Could you return each line of the material that has "every" in it?

[Start of section]

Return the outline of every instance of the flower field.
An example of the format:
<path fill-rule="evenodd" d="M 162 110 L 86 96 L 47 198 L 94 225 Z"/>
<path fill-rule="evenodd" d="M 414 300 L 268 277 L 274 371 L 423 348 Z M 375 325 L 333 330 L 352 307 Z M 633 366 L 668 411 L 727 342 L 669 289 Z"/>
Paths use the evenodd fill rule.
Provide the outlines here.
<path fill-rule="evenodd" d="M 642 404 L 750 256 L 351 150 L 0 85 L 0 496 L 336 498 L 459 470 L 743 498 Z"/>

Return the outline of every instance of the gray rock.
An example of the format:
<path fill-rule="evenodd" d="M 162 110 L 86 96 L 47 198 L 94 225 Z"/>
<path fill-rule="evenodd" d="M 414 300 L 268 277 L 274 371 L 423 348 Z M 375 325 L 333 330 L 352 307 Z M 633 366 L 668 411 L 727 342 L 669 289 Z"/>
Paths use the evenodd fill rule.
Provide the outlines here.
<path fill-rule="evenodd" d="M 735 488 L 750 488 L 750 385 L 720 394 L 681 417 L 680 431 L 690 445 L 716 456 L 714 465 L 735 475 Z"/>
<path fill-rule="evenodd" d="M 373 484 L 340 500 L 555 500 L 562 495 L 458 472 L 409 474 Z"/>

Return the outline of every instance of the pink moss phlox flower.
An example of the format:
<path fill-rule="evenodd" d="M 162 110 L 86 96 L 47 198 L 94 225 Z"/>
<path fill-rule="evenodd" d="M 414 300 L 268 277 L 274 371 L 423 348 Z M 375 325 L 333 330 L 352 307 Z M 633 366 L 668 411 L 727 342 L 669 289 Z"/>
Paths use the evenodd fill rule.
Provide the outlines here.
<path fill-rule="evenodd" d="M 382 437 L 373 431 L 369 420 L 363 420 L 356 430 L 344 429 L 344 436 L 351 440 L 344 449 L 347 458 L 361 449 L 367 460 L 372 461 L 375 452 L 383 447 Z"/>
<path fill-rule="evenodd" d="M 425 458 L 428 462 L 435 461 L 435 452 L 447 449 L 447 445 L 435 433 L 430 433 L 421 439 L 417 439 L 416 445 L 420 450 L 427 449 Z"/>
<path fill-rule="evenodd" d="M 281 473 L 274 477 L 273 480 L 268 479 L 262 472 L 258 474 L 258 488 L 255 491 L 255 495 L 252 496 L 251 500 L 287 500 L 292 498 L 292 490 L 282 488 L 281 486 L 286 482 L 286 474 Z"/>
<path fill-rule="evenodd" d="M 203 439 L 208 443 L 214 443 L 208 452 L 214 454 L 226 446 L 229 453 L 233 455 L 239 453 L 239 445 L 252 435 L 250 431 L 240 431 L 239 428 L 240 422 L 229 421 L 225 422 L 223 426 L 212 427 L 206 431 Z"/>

[End of section]

## Response box
Return the outline of every instance of the flower field.
Return the outline of every instance of the gray rock.
Return the outline of every instance of the pink moss phlox flower.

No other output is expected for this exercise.